**RECORDS FOR THE TASK:**
•••
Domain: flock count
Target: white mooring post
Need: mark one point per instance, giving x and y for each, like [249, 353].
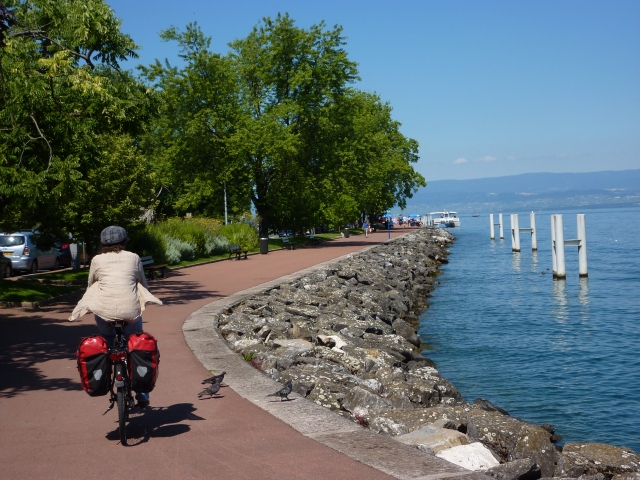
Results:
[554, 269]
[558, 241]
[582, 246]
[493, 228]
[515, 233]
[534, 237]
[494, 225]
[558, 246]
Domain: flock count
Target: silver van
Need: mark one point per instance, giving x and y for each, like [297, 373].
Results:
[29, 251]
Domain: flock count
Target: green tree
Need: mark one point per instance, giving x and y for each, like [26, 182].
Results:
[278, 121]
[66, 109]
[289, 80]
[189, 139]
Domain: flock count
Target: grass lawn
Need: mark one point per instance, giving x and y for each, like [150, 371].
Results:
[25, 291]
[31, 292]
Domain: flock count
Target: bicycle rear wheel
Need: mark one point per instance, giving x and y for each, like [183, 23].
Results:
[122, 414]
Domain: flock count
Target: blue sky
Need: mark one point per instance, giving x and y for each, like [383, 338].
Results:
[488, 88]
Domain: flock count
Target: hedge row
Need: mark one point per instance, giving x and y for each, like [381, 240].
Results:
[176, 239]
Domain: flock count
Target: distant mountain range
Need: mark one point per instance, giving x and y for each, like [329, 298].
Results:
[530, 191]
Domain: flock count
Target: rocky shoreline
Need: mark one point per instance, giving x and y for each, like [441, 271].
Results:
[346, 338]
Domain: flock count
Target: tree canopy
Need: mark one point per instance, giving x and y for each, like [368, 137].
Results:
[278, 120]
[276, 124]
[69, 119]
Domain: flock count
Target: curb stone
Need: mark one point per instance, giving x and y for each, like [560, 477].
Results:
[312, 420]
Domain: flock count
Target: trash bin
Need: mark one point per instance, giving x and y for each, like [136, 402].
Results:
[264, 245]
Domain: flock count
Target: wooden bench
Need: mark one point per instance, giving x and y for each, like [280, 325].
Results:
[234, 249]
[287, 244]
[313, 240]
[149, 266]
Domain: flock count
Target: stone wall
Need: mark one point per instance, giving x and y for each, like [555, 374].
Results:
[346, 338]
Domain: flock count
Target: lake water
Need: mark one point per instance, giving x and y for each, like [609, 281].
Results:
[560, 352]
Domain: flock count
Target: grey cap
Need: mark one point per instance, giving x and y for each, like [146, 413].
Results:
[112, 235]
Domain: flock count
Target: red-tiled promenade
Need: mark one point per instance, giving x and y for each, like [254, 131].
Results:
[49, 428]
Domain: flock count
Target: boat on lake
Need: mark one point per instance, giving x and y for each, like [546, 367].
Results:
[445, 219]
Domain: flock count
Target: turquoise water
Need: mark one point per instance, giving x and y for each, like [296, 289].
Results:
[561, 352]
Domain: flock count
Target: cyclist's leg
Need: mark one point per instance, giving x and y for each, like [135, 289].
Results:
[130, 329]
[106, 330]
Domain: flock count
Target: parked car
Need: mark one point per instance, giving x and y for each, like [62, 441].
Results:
•••
**INSTRUCTIONS FOR THE TASK:**
Can you select every line in the listing above that contains the word "stone"? Case counts.

**TASK OUTPUT:**
Target: curb stone
Target: stone wall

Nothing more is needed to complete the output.